Start of SELECTED PASSAGE

Are the Westminister Confession and the 1689 Baptist Confession regarded as being equally true in reformed circles then?


----------



## Scott Bushey (Dec 7, 2017)

The LBC is a 'particular baptist' document; it is not reformed.

Reactions: Like 1


----------



## fredtgreco (Dec 7, 2017)

Dachaser said:


> Are the Westminister Confession and the 1689 Baptist Confession regarded as being equally true in reformed circles then?


No. That is impossible, given that they contradict each other on various issues (e.g. baptism). I view the 1689 as being wrong on baptism and church government, but not because it is different from the WCF - rather because I think it does not reflect the teaching of Scripture on that subject. Scripture is my ultimate authority, and the WCF is a faithful summary of Scripture.

Reactions: Like 2


----------



## Semper Fidelis (Dec 7, 2017)

This is a really good question. I'm going to try to give an answer that is not too difficult to follow.

I think there are certain fundamental truths that arise about the nature of the Godhead, the Scriptures, salvation, the Covenants, etc that form a sort of basic grid from which theology proceeds.

End of SELECTED PASSAGE
Start of STORED ROWS

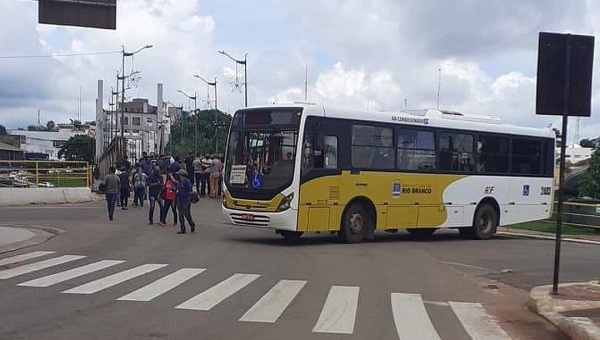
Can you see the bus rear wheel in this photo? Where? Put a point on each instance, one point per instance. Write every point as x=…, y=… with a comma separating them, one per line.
x=355, y=224
x=291, y=236
x=421, y=232
x=485, y=224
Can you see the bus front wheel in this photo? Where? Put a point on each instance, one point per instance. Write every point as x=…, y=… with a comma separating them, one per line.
x=355, y=224
x=421, y=232
x=291, y=236
x=485, y=223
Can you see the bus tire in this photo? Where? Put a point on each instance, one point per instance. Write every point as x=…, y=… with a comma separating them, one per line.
x=421, y=232
x=485, y=223
x=355, y=223
x=291, y=236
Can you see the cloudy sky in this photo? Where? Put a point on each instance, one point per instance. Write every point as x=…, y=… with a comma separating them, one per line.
x=377, y=53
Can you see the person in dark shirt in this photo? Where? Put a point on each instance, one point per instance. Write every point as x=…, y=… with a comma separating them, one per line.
x=125, y=187
x=189, y=167
x=175, y=167
x=112, y=185
x=184, y=189
x=147, y=167
x=155, y=184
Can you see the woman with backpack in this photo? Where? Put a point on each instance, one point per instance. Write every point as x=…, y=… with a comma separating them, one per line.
x=170, y=194
x=139, y=187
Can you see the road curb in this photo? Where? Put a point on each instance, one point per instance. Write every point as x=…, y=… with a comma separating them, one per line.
x=544, y=237
x=576, y=328
x=41, y=234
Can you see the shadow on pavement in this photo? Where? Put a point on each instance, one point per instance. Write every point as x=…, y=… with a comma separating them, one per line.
x=381, y=238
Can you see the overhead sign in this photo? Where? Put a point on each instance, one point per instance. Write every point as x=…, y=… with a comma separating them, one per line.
x=564, y=74
x=83, y=13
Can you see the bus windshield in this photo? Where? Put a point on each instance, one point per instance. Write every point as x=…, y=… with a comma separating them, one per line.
x=262, y=149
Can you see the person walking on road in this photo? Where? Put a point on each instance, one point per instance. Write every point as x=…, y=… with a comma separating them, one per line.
x=154, y=190
x=184, y=189
x=215, y=174
x=205, y=178
x=189, y=167
x=112, y=183
x=125, y=187
x=139, y=187
x=170, y=192
x=198, y=170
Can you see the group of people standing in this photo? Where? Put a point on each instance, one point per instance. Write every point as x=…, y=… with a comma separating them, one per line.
x=166, y=182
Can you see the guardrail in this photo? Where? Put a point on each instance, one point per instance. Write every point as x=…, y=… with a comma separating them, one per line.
x=580, y=215
x=44, y=174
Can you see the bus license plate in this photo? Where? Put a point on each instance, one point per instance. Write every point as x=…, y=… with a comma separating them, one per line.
x=247, y=217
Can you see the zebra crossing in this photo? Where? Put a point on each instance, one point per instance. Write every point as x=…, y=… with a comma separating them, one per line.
x=337, y=315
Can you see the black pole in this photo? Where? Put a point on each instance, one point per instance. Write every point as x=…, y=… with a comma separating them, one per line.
x=216, y=118
x=196, y=124
x=563, y=146
x=246, y=79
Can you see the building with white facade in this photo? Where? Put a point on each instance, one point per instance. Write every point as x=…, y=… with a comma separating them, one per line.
x=146, y=127
x=49, y=142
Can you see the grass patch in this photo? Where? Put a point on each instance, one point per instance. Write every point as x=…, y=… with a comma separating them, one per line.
x=64, y=180
x=550, y=227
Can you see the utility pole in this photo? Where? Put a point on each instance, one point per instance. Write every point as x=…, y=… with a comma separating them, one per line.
x=216, y=132
x=125, y=54
x=306, y=83
x=245, y=63
x=439, y=86
x=194, y=98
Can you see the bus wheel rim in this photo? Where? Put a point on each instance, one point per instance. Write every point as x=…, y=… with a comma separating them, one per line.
x=485, y=223
x=356, y=223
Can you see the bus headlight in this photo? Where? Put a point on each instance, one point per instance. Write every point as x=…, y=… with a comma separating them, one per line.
x=286, y=202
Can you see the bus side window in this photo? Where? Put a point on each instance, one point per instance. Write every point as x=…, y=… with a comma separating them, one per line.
x=330, y=152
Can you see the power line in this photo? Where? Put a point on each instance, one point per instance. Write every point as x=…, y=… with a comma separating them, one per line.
x=57, y=55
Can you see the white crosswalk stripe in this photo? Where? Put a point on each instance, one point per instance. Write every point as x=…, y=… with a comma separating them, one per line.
x=115, y=279
x=337, y=315
x=162, y=285
x=272, y=304
x=213, y=296
x=339, y=312
x=32, y=267
x=477, y=322
x=24, y=257
x=53, y=279
x=411, y=319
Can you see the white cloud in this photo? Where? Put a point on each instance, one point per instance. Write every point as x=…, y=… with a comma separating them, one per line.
x=378, y=52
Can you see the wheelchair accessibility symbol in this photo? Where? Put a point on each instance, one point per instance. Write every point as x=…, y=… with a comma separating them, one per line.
x=257, y=181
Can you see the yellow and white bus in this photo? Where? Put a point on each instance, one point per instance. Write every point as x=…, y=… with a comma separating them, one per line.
x=302, y=167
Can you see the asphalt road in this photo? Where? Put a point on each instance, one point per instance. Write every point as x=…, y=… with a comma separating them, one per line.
x=138, y=281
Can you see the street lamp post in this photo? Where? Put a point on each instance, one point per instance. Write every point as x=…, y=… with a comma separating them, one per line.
x=213, y=83
x=196, y=118
x=171, y=138
x=122, y=78
x=245, y=63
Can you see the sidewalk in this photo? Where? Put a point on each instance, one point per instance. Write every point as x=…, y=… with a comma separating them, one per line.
x=589, y=239
x=575, y=311
x=15, y=236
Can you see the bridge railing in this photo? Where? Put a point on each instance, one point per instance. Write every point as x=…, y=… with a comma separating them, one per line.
x=579, y=214
x=44, y=174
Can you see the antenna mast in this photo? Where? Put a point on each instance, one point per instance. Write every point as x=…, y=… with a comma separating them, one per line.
x=439, y=86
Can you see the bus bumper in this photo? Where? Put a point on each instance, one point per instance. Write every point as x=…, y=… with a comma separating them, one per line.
x=285, y=220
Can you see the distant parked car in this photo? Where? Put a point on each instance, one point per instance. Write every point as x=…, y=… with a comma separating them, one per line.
x=20, y=182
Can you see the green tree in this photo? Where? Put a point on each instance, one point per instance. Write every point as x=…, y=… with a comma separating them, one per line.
x=79, y=148
x=36, y=128
x=183, y=133
x=590, y=183
x=588, y=143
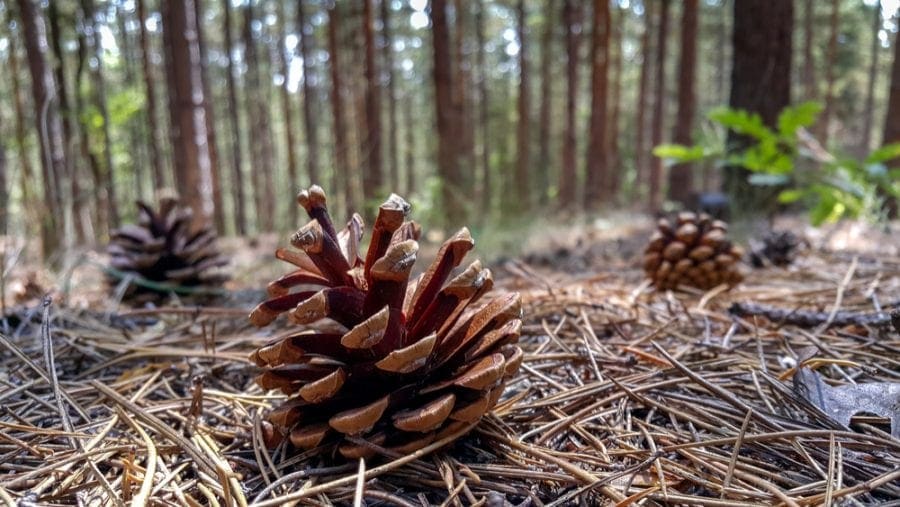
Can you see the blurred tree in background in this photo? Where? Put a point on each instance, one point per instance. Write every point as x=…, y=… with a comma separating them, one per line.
x=482, y=110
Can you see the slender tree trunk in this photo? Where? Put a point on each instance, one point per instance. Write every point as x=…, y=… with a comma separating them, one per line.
x=238, y=190
x=760, y=82
x=373, y=179
x=866, y=141
x=568, y=182
x=47, y=123
x=387, y=58
x=659, y=111
x=27, y=178
x=597, y=164
x=485, y=197
x=341, y=162
x=447, y=117
x=828, y=112
x=523, y=132
x=681, y=179
x=218, y=206
x=65, y=113
x=287, y=111
x=259, y=138
x=615, y=159
x=809, y=61
x=640, y=150
x=99, y=87
x=187, y=107
x=156, y=161
x=309, y=97
x=544, y=113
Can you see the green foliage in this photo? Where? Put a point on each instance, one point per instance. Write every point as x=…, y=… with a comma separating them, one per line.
x=830, y=187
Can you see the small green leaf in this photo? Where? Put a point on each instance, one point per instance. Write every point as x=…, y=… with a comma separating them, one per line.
x=790, y=196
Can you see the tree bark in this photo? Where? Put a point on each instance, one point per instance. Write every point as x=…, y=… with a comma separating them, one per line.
x=544, y=113
x=156, y=160
x=238, y=187
x=485, y=194
x=99, y=88
x=258, y=114
x=568, y=181
x=659, y=101
x=27, y=178
x=287, y=111
x=447, y=117
x=640, y=151
x=218, y=206
x=309, y=97
x=597, y=165
x=341, y=162
x=390, y=90
x=681, y=176
x=47, y=124
x=866, y=141
x=824, y=126
x=373, y=178
x=809, y=61
x=523, y=131
x=187, y=108
x=760, y=82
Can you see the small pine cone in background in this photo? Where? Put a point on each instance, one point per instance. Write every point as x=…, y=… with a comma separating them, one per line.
x=777, y=248
x=692, y=252
x=164, y=249
x=396, y=362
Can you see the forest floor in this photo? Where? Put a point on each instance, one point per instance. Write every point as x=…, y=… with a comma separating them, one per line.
x=782, y=391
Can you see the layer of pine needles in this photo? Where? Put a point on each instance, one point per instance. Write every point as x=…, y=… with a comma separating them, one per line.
x=626, y=397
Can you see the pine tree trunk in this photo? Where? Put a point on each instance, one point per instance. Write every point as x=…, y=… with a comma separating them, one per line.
x=809, y=61
x=447, y=117
x=187, y=108
x=218, y=206
x=65, y=113
x=544, y=113
x=866, y=142
x=568, y=181
x=615, y=158
x=258, y=116
x=485, y=195
x=640, y=149
x=47, y=124
x=681, y=179
x=387, y=58
x=761, y=62
x=156, y=161
x=523, y=132
x=659, y=100
x=824, y=126
x=309, y=97
x=373, y=179
x=341, y=161
x=27, y=177
x=287, y=111
x=238, y=190
x=99, y=88
x=597, y=164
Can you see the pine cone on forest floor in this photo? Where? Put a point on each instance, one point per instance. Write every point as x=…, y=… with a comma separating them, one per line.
x=165, y=253
x=777, y=248
x=402, y=363
x=693, y=252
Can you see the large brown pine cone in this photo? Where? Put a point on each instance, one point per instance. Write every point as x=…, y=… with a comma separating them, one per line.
x=369, y=353
x=693, y=252
x=165, y=250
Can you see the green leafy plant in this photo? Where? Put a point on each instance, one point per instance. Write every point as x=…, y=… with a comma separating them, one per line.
x=831, y=187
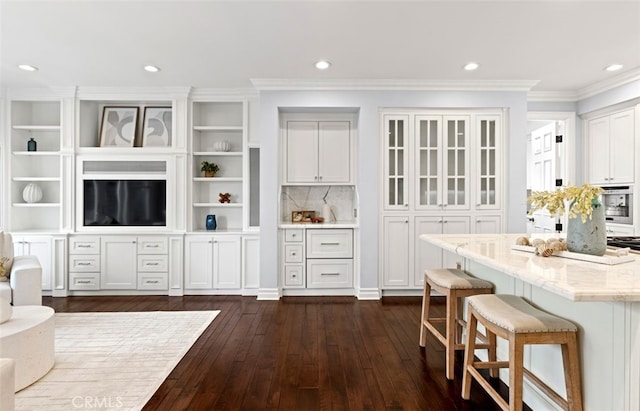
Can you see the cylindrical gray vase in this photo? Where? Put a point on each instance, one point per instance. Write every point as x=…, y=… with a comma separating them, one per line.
x=589, y=237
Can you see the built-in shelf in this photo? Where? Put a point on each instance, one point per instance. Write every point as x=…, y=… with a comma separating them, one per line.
x=36, y=128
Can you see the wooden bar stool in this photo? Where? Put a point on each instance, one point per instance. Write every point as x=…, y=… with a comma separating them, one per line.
x=455, y=285
x=512, y=318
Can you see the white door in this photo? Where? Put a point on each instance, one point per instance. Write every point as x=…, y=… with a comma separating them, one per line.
x=395, y=267
x=334, y=152
x=598, y=153
x=118, y=263
x=302, y=152
x=198, y=263
x=543, y=173
x=226, y=262
x=622, y=147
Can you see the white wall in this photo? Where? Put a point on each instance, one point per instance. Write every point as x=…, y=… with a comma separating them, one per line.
x=369, y=103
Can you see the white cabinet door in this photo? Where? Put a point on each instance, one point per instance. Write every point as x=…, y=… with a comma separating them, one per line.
x=598, y=154
x=251, y=262
x=198, y=263
x=395, y=162
x=334, y=152
x=118, y=265
x=39, y=246
x=226, y=262
x=395, y=265
x=622, y=147
x=302, y=152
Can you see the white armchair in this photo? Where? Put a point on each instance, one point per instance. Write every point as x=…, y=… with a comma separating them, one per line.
x=25, y=281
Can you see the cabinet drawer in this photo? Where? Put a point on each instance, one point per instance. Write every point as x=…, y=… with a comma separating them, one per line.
x=84, y=263
x=293, y=235
x=330, y=273
x=84, y=281
x=155, y=281
x=153, y=263
x=293, y=253
x=152, y=245
x=330, y=243
x=293, y=275
x=84, y=245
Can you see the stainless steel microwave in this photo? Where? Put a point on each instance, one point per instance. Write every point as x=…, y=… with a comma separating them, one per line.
x=618, y=204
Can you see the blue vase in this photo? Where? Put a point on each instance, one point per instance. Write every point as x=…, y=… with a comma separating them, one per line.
x=210, y=223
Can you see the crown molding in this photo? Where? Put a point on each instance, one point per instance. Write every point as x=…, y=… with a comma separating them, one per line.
x=222, y=93
x=608, y=84
x=132, y=93
x=392, y=84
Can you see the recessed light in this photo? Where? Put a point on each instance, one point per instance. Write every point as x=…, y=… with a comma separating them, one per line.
x=322, y=64
x=27, y=67
x=613, y=67
x=471, y=66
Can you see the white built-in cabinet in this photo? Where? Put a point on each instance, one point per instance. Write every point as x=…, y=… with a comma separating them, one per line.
x=441, y=174
x=213, y=262
x=317, y=152
x=611, y=148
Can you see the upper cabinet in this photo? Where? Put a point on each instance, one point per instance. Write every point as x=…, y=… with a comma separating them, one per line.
x=318, y=152
x=611, y=148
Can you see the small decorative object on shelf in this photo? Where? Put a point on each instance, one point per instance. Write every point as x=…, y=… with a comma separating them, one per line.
x=211, y=223
x=32, y=145
x=209, y=169
x=586, y=235
x=221, y=146
x=32, y=193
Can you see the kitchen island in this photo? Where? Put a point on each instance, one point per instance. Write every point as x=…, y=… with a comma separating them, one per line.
x=602, y=300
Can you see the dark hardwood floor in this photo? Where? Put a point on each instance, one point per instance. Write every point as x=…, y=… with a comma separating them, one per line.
x=301, y=353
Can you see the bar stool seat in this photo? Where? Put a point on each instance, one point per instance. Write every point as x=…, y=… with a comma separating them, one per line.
x=455, y=284
x=512, y=318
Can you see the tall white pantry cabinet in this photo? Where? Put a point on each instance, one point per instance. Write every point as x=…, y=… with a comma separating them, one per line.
x=441, y=174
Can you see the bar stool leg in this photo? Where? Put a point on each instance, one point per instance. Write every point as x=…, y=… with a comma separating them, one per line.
x=572, y=378
x=469, y=350
x=516, y=358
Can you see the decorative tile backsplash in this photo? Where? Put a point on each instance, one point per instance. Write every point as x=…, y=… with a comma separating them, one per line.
x=341, y=199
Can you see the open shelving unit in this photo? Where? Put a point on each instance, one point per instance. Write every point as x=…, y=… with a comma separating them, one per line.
x=214, y=122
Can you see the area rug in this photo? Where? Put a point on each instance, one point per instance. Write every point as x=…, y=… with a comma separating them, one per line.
x=113, y=361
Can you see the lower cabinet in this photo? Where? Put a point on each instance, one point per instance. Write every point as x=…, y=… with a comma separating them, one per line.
x=213, y=262
x=317, y=258
x=118, y=263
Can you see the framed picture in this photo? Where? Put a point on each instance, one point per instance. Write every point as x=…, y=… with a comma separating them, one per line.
x=302, y=216
x=156, y=126
x=118, y=127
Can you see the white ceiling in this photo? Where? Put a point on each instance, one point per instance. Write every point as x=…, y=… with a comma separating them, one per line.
x=224, y=44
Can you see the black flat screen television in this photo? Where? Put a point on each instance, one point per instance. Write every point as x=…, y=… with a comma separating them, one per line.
x=125, y=203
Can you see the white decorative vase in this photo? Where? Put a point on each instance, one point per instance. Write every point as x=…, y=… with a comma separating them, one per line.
x=32, y=193
x=221, y=146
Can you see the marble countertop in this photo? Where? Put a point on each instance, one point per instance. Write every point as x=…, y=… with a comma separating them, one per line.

End of STORED ROWS

**WHAT IS NEEDED**
From the forum thread on the two confessions, write out word for word the part that opens with the words containing "No. That is" and closes with "summary of Scripture.".

**FINAL ANSWER**
No. That is impossible, given that they contradict each other on various issues (e.g. baptism). I view the 1689 as being wrong on baptism and church government, but not because it is different from the WCF - rather because I think it does not reflect the teaching of Scripture on that subject. Scripture is my ultimate authority, and the WCF is a faithful summary of Scripture.